What to do:
Print only the line with "Readme: the locator spots each instance of the yellow" and the lines after it, ending with the last line of the material, each exactly as it stands.

===== Dataset records

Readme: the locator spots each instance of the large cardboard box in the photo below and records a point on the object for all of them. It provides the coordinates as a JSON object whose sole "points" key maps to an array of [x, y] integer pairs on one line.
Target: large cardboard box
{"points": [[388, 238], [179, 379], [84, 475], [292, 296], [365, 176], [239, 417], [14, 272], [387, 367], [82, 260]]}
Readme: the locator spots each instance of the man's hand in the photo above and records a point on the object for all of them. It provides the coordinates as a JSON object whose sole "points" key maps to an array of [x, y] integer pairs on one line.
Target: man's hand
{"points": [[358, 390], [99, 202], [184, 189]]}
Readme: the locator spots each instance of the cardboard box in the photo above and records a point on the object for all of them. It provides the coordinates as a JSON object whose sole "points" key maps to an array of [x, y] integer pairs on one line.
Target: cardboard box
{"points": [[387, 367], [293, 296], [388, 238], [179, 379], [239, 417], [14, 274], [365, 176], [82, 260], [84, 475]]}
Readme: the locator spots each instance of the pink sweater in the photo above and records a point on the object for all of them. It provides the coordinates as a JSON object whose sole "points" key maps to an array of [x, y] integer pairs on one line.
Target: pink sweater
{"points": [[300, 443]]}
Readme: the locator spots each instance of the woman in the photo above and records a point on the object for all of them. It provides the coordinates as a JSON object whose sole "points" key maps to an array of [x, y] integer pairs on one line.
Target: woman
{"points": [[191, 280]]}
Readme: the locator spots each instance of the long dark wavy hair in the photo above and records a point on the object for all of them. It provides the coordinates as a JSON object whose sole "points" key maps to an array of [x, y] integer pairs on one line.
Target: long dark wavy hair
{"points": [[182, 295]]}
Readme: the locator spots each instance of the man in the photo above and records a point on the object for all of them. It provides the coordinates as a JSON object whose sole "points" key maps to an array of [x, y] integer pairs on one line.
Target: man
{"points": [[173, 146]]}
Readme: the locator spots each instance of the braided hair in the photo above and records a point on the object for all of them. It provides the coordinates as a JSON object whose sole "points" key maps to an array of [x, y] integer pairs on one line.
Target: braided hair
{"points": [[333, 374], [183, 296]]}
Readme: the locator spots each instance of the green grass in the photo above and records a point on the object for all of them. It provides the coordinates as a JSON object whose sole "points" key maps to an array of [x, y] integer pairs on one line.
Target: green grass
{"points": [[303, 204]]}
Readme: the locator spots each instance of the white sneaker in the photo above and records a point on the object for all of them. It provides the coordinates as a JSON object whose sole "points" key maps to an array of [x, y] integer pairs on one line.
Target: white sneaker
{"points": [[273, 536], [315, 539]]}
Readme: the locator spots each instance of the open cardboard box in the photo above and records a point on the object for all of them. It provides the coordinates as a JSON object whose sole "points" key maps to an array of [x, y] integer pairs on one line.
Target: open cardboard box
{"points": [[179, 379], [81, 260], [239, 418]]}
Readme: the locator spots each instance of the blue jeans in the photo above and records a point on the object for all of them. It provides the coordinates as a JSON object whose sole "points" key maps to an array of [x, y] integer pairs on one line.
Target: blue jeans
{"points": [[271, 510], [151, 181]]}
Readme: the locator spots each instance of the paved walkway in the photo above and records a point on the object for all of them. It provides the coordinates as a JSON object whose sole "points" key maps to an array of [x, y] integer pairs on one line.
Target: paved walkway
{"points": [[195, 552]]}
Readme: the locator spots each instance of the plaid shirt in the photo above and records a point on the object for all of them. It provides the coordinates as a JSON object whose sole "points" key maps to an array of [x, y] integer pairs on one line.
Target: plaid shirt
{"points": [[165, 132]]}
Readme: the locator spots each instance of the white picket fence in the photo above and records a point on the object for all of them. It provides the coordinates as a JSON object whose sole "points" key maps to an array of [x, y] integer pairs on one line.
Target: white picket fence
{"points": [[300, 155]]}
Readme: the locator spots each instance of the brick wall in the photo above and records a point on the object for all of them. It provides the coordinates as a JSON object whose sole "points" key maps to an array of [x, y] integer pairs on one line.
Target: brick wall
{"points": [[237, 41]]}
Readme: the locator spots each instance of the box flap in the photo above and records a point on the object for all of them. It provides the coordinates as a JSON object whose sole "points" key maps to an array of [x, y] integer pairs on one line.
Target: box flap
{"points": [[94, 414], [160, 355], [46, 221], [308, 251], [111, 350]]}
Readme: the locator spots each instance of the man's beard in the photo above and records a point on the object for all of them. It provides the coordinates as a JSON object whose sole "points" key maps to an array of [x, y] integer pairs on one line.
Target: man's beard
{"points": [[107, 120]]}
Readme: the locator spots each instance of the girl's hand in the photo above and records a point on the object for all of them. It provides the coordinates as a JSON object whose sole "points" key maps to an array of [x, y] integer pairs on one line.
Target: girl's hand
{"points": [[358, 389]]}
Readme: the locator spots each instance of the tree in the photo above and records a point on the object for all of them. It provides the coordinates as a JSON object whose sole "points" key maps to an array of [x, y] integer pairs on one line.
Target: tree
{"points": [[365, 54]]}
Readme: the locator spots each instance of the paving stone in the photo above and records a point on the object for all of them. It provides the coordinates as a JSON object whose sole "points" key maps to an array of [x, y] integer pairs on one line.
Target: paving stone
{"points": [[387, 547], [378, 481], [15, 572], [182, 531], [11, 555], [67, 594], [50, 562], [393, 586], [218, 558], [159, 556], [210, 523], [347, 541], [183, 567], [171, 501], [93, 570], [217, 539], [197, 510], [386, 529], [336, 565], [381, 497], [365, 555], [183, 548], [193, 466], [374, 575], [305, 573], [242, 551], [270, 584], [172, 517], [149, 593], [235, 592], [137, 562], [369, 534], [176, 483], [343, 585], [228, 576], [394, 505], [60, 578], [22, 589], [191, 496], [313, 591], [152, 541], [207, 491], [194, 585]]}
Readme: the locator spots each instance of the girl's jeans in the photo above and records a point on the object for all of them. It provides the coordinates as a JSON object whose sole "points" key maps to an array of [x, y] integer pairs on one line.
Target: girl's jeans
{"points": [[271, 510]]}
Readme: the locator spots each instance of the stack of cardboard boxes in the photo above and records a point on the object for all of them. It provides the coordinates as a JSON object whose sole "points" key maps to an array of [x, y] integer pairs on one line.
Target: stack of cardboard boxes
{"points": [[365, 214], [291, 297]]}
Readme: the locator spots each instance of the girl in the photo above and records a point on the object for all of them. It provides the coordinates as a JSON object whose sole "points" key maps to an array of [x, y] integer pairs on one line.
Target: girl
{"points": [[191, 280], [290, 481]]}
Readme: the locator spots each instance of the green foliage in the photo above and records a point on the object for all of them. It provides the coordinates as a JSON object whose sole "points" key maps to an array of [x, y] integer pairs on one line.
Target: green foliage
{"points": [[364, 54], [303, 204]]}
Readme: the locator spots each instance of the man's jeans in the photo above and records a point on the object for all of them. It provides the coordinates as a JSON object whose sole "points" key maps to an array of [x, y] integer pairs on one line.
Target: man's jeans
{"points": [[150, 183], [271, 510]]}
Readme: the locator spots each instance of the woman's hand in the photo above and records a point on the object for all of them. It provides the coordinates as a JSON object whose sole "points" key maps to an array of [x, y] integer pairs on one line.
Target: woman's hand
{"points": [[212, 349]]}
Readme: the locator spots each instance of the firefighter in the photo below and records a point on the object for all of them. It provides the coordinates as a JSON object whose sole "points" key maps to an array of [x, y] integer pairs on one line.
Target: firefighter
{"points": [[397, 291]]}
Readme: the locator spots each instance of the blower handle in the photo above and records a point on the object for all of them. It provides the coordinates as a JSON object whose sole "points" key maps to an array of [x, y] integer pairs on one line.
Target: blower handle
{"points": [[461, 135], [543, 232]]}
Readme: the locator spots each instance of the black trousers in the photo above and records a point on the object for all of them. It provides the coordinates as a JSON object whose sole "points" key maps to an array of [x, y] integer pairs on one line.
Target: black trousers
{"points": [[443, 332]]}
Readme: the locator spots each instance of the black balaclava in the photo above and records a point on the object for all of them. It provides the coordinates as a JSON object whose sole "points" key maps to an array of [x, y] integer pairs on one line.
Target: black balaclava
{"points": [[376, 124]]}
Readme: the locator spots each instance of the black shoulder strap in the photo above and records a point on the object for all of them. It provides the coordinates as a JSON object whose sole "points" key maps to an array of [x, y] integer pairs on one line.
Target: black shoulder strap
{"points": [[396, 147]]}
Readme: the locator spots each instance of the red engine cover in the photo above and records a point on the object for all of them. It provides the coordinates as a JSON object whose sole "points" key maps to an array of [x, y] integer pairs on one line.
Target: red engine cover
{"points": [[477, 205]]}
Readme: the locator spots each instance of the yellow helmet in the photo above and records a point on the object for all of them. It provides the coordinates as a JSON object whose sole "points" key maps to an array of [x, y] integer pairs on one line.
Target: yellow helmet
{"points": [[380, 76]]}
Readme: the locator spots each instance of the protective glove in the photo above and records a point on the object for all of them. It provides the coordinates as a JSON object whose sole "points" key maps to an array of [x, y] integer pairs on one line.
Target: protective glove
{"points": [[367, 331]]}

==========

Task answer:
Readme: the locator spots each instance of the yellow helmet in the photo above and records a point on the object for all of them. It provides the coordinates as a JSON object whose sole "points" key maps to an array of [x, y] integer pairs on one line.
Target: yellow helmet
{"points": [[380, 76]]}
Readme: the locator spots each instance of the protective glove in the photo above and records a point on the object for all of them. It provides the coordinates as a JSON object whose sole "points" key maps to an array of [x, y] integer pairs on one line.
Target: protective glove
{"points": [[367, 331]]}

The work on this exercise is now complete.